What is needed is an exact copy of every record.

Records from a data source →
----------

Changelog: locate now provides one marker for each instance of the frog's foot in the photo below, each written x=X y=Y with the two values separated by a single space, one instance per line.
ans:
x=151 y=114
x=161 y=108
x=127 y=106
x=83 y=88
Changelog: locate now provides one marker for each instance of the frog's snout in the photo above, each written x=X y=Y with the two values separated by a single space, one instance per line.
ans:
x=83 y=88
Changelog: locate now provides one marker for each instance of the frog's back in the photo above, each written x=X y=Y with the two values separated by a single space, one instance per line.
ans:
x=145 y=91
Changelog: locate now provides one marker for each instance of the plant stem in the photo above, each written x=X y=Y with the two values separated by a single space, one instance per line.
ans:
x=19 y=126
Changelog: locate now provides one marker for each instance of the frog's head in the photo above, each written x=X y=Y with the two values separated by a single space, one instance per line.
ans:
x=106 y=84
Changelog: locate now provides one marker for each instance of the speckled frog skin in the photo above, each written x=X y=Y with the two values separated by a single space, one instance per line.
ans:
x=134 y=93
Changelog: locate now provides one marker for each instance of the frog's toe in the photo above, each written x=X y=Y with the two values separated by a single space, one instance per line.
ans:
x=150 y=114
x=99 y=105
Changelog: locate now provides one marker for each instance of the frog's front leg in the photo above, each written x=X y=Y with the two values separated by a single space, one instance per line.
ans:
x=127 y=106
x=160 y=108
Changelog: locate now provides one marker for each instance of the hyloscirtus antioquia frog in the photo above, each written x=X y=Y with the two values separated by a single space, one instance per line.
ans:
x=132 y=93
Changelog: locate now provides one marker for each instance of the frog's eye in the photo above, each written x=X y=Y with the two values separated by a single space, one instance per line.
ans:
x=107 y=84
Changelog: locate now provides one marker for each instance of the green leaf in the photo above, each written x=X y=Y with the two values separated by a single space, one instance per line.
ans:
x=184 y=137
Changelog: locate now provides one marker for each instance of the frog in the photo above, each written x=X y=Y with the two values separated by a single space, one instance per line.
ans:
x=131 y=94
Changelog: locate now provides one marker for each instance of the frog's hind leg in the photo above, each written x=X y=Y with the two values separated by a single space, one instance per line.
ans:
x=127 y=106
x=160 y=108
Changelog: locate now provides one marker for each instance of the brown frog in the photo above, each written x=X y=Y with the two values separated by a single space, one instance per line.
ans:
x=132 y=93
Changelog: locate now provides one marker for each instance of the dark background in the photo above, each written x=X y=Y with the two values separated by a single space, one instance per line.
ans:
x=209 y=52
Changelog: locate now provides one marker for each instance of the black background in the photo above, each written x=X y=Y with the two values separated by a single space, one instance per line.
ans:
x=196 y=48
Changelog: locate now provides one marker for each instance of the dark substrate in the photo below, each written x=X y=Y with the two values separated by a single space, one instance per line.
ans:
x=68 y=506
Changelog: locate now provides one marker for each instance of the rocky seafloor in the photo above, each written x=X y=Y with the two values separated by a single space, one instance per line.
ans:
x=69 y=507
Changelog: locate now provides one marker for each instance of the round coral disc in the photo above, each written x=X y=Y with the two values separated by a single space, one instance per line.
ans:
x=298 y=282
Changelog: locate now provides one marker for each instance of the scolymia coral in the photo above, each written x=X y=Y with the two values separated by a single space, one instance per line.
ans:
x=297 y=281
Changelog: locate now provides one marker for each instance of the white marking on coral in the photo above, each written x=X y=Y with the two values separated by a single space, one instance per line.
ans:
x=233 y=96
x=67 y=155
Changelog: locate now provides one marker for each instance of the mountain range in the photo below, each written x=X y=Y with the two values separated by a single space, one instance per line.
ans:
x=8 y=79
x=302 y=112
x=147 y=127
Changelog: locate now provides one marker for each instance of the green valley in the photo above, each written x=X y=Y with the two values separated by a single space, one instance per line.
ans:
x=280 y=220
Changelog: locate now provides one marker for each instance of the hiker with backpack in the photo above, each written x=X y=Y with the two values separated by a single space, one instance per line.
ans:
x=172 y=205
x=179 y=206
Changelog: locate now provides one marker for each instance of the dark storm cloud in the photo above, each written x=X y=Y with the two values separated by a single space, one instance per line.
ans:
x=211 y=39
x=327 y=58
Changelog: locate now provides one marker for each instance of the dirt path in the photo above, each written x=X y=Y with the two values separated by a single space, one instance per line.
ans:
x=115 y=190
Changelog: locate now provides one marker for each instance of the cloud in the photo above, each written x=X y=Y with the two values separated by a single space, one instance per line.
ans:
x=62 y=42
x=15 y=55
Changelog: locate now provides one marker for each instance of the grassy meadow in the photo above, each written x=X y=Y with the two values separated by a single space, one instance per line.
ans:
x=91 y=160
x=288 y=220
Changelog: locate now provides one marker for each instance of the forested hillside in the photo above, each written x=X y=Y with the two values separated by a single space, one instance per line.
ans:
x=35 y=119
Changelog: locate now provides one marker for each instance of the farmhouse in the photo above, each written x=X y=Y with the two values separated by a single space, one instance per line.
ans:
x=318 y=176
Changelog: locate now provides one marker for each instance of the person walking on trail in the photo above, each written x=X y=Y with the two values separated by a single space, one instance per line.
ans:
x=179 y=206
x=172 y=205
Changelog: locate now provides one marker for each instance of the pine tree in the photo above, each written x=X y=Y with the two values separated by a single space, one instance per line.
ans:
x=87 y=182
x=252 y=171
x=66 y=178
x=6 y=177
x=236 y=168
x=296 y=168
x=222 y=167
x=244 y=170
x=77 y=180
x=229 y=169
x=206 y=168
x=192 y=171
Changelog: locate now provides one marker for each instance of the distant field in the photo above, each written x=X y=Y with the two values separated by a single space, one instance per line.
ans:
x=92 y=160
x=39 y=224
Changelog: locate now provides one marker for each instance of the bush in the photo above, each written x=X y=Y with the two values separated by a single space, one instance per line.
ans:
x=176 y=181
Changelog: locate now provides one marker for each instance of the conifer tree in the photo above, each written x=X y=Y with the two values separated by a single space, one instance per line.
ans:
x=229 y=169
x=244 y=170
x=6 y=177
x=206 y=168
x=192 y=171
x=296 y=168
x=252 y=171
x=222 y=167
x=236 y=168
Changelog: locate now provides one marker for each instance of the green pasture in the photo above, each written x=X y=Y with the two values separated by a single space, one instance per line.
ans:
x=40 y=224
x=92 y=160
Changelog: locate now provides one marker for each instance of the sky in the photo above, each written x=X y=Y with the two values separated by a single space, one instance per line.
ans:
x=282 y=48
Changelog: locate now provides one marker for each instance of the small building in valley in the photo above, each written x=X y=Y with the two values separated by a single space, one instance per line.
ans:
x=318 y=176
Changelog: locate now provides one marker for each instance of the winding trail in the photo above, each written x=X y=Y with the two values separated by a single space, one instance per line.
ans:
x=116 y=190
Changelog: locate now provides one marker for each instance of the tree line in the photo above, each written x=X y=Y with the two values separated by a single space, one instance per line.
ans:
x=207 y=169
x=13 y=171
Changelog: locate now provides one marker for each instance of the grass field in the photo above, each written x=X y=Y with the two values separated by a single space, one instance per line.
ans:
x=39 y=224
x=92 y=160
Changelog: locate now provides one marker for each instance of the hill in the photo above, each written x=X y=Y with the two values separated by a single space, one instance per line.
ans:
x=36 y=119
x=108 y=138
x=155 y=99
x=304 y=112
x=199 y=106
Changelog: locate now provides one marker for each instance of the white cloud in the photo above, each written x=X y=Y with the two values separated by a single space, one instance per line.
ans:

----------

Solution to this task →
Changelog: locate now provides one marker for each instance of the frog's foot in the photo below, each written x=X y=Y with the two values separated by a single space, one instance per line.
ans:
x=151 y=114
x=161 y=108
x=127 y=106
x=83 y=88
Changelog: locate now provides one marker for each instance of the frog's snout in the photo above, each written x=X y=Y with the two values separated by a single space, one instance per line.
ans:
x=83 y=88
Changelog: locate now provides one marker for each instance of the frog's back in the photo above, each written x=X y=Y with the two values separated by a single space, one instance per line.
ans:
x=145 y=91
Changelog: locate now provides one marker for each instance of the plant stem in the photo above, each written x=X y=Y with the two values separated by a single space, one instance per line.
ans:
x=19 y=126
Changelog: locate now provides one marker for each instance of the frog's head in the photo above, each written x=X y=Y with the two values separated by a single space, one instance per line.
ans:
x=106 y=84
Changelog: locate now provides one marker for each instance of the speckled frog skin in the photo above, each written x=X y=Y with the two values separated by a single space, one instance per line.
ans:
x=134 y=93
Changelog: locate now provides one marker for each instance of the frog's toe in the photo above, each written x=X y=Y with the two values separated by a single space, one instance per line.
ans:
x=150 y=114
x=99 y=105
Changelog: locate now provides one marker for each instance of the frog's front leg in the photo above, each written x=X y=Y with the two values separated by a single space, one instance per line.
ans:
x=127 y=106
x=160 y=108
Changelog: locate now provides one marker for each instance of the hyloscirtus antioquia frog in the photo above, each written x=X y=Y with the two values separated by a single space, one instance per line.
ans:
x=132 y=93
Changelog: locate now provides one marker for each instance of the frog's eye in the photo above, each written x=X y=Y with the two values separated by a single space, one instance per line.
ans:
x=107 y=84
Changelog: locate now provides one marker for each instance of the green leaf in the photo above, each written x=X y=Y with the two values separated by a single space, one instance per line.
ans:
x=184 y=137
Changelog: locate now provides one marker for each instance of the frog in the photo above, each written x=X y=Y with the two values separated by a single space, one instance per line.
ans:
x=131 y=94
Changelog: locate now provides one marker for each instance of the frog's hind leg in the photo above, each written x=X y=Y with the two values separated by a single space, one instance per line.
ans:
x=127 y=106
x=160 y=108
Changelog: locate now provides one marker for each instance of the brown frog in the photo above, each written x=X y=Y with the two values separated by a single space, one instance per line.
ans:
x=132 y=93
Changelog: locate now provides one marker for each instance of the dark background in the photo above, each written x=X y=Y with the two values separated by a single space, one instance per line.
ans:
x=209 y=52
Changelog: locate now provides one marker for each instance of the black background in the photo above, each written x=X y=Y with the two values separated by a single space, one instance per line.
ans:
x=196 y=48
Changelog: locate now provides one marker for each instance of the dark substrate in the photo below, each written x=X y=Y with the two values separated by a single space, one instance per line.
ans:
x=68 y=506
Changelog: locate now provides one marker for each instance of the rocky seafloor in the photo above, each written x=X y=Y with the two values separated by a single space, one instance per line.
ans:
x=69 y=507
Changelog: locate now provides one marker for each instance of the round coral disc in the photo above, each written x=X y=Y with the two values separated by a single space, one instance per line.
ans:
x=298 y=282
Changelog: locate now provides one marker for each instance of the scolymia coral in the photo above, each written x=X y=Y with the two values separated by a single space, one instance per line.
ans:
x=297 y=281
Changelog: locate now provides one marker for each instance of the white marking on coral in the photo above, each written x=X y=Y with the two values separated by a single space, one instance per line.
ans:
x=233 y=96
x=67 y=155
Changelog: locate now provides one marker for each instance of the mountain range in the photo below, each written x=X y=Y with the two values separated by a single space, one instance per line.
ans:
x=8 y=79
x=302 y=112
x=147 y=127
Changelog: locate now provides one marker for each instance of the green valley in the photo above, each written x=X y=Y with the two values separated by a single space, one instance per line.
ans:
x=280 y=220
Changelog: locate now provides one marker for each instance of the hiker with backpack in the photo above, each written x=X y=Y with the two values separated by a single space, one instance per line.
ans:
x=172 y=205
x=179 y=206
Changelog: locate now provides one marker for each instance of the dark storm cloud in the photo above, each written x=X y=Y with the two values separated by a single space, one instance per line.
ans:
x=211 y=39
x=327 y=58
Changelog: locate now provides one marker for each instance of the dirt path in the photo above, each written x=X y=Y with the two values separated by a single space, one instance per line.
ans:
x=115 y=190
Changelog: locate now provides one marker for each instance of the cloud in the photo above, each written x=X y=Y with the two values separated by a single space, one instance per line.
ans:
x=62 y=42
x=15 y=55
Changelog: locate now provides one marker for each instance of the grassy meadow in the photo above, each written x=X y=Y with the two values separated by a single space, one instance per line.
ans:
x=91 y=160
x=288 y=220
Changelog: locate now provides one marker for each instance of the forested hillside in the photo above, each written x=X y=Y with the two values separated by a single space, one instance per line.
ans:
x=35 y=119
Changelog: locate now provides one marker for each instance of the farmhouse in the photo above, each written x=X y=Y with the two values separated by a single space, one instance per line.
ans:
x=318 y=176
Changelog: locate now provides one marker for each instance of the person walking on trail in the photo above, each written x=X y=Y with the two values separated by a single space, one instance per line.
ans:
x=179 y=206
x=172 y=205
Changelog: locate now provides one marker for each instance of the pine tree in the photo above, each written x=X y=Y with the two values separated by a single space, one instance per line.
ans:
x=87 y=182
x=252 y=171
x=66 y=178
x=6 y=177
x=236 y=168
x=296 y=168
x=222 y=167
x=244 y=170
x=77 y=180
x=229 y=169
x=206 y=168
x=192 y=171
Changelog: locate now provides one marker for each instance of the distant field in the photo above, each written x=X y=Y with the two values separated by a single space, one instance per line.
ans:
x=92 y=160
x=39 y=224
Changelog: locate now provides one marker for each instance of the bush in the photo above, each written x=X y=Y with the two values separated by a single space, one instance per line.
ans:
x=176 y=181
Changelog: locate now provides one marker for each instance of the conifer tree in the photo above, each written x=X y=Y with the two values separated by a single space, one instance per line.
ans:
x=229 y=169
x=244 y=170
x=6 y=177
x=206 y=168
x=192 y=171
x=296 y=168
x=252 y=171
x=222 y=167
x=236 y=168
Changelog: locate now provides one marker for each instance of the green pasture in the photo above, each written x=X y=Y with the two values separated by a single space, one instance per line.
ans:
x=40 y=224
x=92 y=160
Changelog: locate now provides one marker for each instance of the sky in the photo above, each written x=X y=Y with the two values separated by a single space, one instance per line.
ans:
x=282 y=48
Changelog: locate now provides one marker for each instance of the small building in valley in the photo above, each written x=X y=Y with the two values separated by a single space, one instance per line.
ans:
x=318 y=176
Changelog: locate now provides one marker for each instance of the winding trail in the photo above, each written x=X y=Y with the two values separated by a single space, one instance per line.
ans:
x=116 y=190
Changelog: locate now provides one marker for each instance of the tree line in the photo above, each written x=X y=Y with the two values separated by a single space, one instance per line.
ans:
x=207 y=169
x=13 y=171
Changelog: locate now provides one marker for each instance of the grass field in the photo above, each written x=X y=Y with the two values separated by a single space, one instance per line.
ans:
x=39 y=224
x=92 y=160
Changelog: locate now provides one marker for each instance of the hill in the photo above, each written x=X y=Y with the two values separated by a single space, one instance per line.
ans:
x=36 y=119
x=108 y=138
x=155 y=99
x=304 y=112
x=199 y=106
Changelog: locate now provides one marker for each instance of the white cloud in the photo above, each written x=X y=Y with the two values separated by a single space, one instance per line.
ans:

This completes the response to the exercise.